§ **WHAT THE TASK ASKS**
Copy the data exactly as it appears, and do not include any pictures.

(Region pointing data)
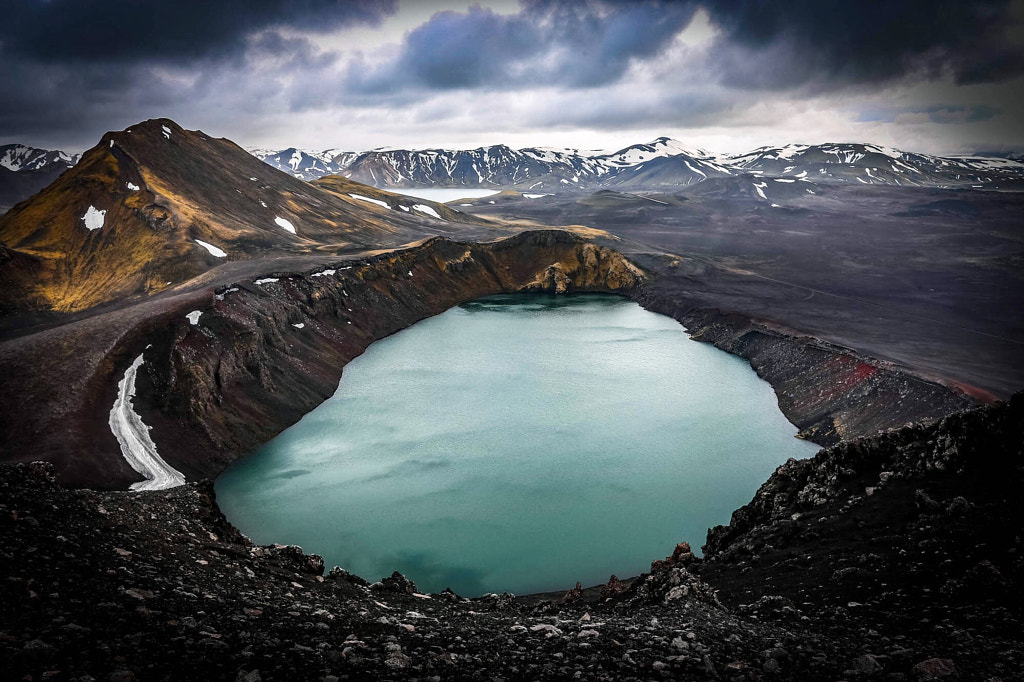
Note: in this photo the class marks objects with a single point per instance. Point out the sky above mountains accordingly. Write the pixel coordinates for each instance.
(938, 76)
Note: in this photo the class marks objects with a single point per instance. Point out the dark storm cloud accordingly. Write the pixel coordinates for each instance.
(565, 42)
(72, 70)
(762, 44)
(61, 31)
(773, 45)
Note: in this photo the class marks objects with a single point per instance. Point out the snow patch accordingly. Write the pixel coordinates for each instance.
(423, 208)
(220, 297)
(214, 251)
(133, 436)
(281, 222)
(93, 218)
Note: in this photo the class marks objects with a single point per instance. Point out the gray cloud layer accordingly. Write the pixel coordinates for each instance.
(72, 70)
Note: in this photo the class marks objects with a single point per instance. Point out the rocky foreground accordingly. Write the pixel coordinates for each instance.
(897, 557)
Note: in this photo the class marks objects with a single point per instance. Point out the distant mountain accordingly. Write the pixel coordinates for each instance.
(306, 165)
(871, 164)
(26, 170)
(662, 164)
(155, 205)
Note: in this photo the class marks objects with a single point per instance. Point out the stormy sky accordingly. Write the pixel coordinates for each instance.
(937, 76)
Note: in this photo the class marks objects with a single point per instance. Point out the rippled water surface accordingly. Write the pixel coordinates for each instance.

§ **ANSWER BOX**
Note: in this photo the class marks objects with a single point per instance. Point out the sky above mountains accordingly. Write the pixel coordinates for each instance.
(938, 76)
Note: in this photo the class marks objects with a single point per instance. Point out the dark storm cloud accordingly. Write the pixel coordinates for each instance.
(565, 42)
(72, 70)
(762, 44)
(61, 31)
(773, 45)
Note: in this photo the class marks objects with a single point per instance. Point out the snow patch accordingly. Write the pixel coordinates for each instance.
(423, 208)
(220, 297)
(214, 251)
(133, 436)
(281, 222)
(93, 218)
Note: in this photo the class marks objects with a single point per instance. Point out the gray cloud layer accordingly. Write the pixel coordinates for each instance.
(72, 70)
Note: in this photo the class marks objects with a single point per instance. Point out the rocky foreground accordingly. Write the pixel coordinates for each instance.
(897, 557)
Note: in this photo the class marks objects with a single point per instance. Point out the distant mountain accordingly. Write the pixel coordinates for each instance.
(306, 165)
(871, 164)
(26, 170)
(662, 164)
(155, 205)
Note: in this photo the class marks objects with a single point per instance. Point out the stormy sky accordingly. Write the pixel coordinates for each instance.
(937, 76)
Note: in this photo the class marks objects with a single point per instance. Point out the rippled water surface accordingly. Write the pixel coordinates for each instance.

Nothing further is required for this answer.